> _EXERCISE BRIEF_
All of the entries are to be repeated exactly, with no pictures included.

......

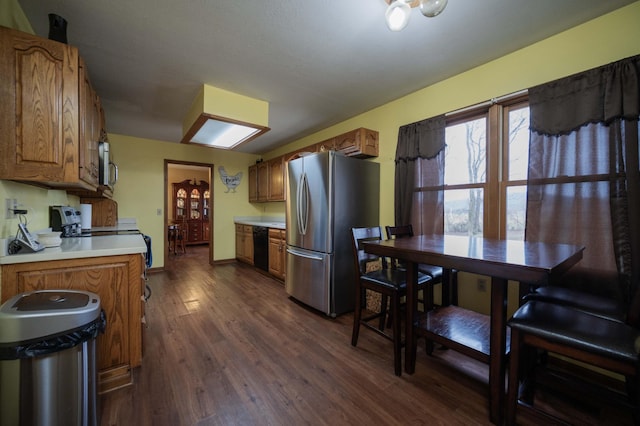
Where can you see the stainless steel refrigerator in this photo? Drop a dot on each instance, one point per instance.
(328, 194)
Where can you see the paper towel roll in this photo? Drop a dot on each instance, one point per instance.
(85, 216)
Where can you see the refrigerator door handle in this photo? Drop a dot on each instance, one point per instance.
(303, 204)
(308, 256)
(299, 206)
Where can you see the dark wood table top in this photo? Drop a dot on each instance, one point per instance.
(502, 260)
(516, 260)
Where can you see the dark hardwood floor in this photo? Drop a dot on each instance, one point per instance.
(224, 345)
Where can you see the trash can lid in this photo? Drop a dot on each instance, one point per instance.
(37, 314)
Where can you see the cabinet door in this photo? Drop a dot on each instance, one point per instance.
(276, 253)
(263, 182)
(90, 129)
(276, 179)
(39, 104)
(361, 143)
(253, 184)
(239, 242)
(248, 243)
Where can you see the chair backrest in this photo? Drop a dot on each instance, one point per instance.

......

> _RESPONSE TO THIS TASK_
Where can you see the stainless steel refrigerator in this photo? Drop a dot on each instance, one point per instance.
(328, 194)
Where can you see the paper towel roll in this photo? Drop a dot on each instance, one point per instance.
(85, 216)
Where can you see the refrigerator door handle in this photo? Drop a dot on each instance, one point per instance.
(303, 204)
(308, 256)
(299, 206)
Where can you see the dark wood table top in this photo? Drop a dot on each instance, one point per instance.
(502, 260)
(516, 260)
Where can you see the dark hardwood floor in this photo? Drop a dot on each instance, one point per instance.
(224, 345)
Where can you see the trash can lid in this photo? Drop a dot on each instance, one point per instance.
(37, 314)
Where can you see the cabinet door in this photo? Drop a dot on each instance, one point per instance.
(276, 253)
(263, 182)
(90, 129)
(276, 179)
(39, 104)
(361, 143)
(253, 184)
(239, 242)
(248, 243)
Where can you see the chair backrest in this photo? Drop a dot on each instance, one point per instance.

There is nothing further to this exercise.